#### Your goal:
Repeat exactly the lines from the one containing "Point out every instance of the paved road" through the last line of the records below, both included, and nothing else.

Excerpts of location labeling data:
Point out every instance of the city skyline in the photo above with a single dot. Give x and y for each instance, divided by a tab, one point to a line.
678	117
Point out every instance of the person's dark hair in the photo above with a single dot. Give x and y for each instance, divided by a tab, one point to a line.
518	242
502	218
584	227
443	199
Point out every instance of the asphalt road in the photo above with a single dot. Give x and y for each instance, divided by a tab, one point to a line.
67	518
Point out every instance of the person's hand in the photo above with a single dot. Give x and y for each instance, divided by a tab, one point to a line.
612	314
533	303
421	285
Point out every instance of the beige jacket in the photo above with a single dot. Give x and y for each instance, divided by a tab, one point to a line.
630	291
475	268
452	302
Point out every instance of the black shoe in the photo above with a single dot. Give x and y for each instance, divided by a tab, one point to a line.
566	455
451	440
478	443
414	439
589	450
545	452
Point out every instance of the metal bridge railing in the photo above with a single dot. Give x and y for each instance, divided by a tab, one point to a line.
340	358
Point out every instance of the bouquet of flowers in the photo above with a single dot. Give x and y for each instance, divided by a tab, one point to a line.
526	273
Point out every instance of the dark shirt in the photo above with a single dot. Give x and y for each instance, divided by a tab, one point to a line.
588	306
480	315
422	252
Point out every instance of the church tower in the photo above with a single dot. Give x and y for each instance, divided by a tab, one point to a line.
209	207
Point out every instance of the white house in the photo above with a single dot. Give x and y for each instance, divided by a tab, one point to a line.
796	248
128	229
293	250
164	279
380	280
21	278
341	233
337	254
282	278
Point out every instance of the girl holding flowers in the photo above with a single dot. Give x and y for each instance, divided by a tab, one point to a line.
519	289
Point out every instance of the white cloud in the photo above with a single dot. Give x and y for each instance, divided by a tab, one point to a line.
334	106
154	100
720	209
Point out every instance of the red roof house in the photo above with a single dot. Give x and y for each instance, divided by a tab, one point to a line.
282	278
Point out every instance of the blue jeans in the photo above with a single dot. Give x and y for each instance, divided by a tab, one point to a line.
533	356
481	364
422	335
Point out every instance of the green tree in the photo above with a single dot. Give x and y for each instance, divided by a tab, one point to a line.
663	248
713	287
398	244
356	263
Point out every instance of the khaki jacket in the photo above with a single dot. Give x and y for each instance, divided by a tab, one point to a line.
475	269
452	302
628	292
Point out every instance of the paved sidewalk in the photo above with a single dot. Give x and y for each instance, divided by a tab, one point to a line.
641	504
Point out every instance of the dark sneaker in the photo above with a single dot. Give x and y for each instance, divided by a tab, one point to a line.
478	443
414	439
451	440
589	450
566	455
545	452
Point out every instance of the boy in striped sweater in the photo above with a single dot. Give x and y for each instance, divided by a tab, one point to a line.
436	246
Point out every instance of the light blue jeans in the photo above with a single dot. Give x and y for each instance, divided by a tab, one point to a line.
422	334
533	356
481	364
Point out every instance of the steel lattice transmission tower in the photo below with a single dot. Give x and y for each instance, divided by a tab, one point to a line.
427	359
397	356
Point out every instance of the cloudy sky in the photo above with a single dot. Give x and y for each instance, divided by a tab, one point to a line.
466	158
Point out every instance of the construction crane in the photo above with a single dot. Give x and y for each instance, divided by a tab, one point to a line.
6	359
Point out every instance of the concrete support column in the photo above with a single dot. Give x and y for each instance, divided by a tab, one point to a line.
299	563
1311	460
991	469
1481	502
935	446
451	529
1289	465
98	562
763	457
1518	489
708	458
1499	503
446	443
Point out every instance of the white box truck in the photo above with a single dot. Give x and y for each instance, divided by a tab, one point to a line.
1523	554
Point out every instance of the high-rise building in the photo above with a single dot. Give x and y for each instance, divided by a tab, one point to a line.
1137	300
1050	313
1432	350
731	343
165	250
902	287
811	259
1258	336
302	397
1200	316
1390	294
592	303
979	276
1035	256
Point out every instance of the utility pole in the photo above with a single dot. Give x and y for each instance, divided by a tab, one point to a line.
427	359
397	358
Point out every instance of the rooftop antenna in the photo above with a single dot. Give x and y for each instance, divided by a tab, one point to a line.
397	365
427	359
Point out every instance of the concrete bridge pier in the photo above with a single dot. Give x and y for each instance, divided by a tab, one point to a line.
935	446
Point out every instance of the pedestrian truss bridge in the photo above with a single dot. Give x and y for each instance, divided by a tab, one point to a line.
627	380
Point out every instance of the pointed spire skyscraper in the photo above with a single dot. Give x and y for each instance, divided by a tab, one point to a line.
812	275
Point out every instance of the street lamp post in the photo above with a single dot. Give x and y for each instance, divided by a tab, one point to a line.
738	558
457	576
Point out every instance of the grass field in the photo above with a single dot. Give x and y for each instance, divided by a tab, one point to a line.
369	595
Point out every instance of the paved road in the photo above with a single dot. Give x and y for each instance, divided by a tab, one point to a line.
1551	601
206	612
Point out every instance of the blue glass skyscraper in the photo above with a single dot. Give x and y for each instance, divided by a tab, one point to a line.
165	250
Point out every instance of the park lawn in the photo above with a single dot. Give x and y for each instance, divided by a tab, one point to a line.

#### Response:
Point out every instance of the paved road in the photo above with a single dot. Give x and y for each instance, divided by a tab, one point to a line.
1551	601
206	612
Point out every instance of the blue glass skyscraper in the photo above with a single dot. Give x and y for each instance, divided by a tab, one point to a line.
165	250
Point out every instance of the park lawn in the photo above with a single dot. Give x and y for each instance, divided by a tab, one point to a line.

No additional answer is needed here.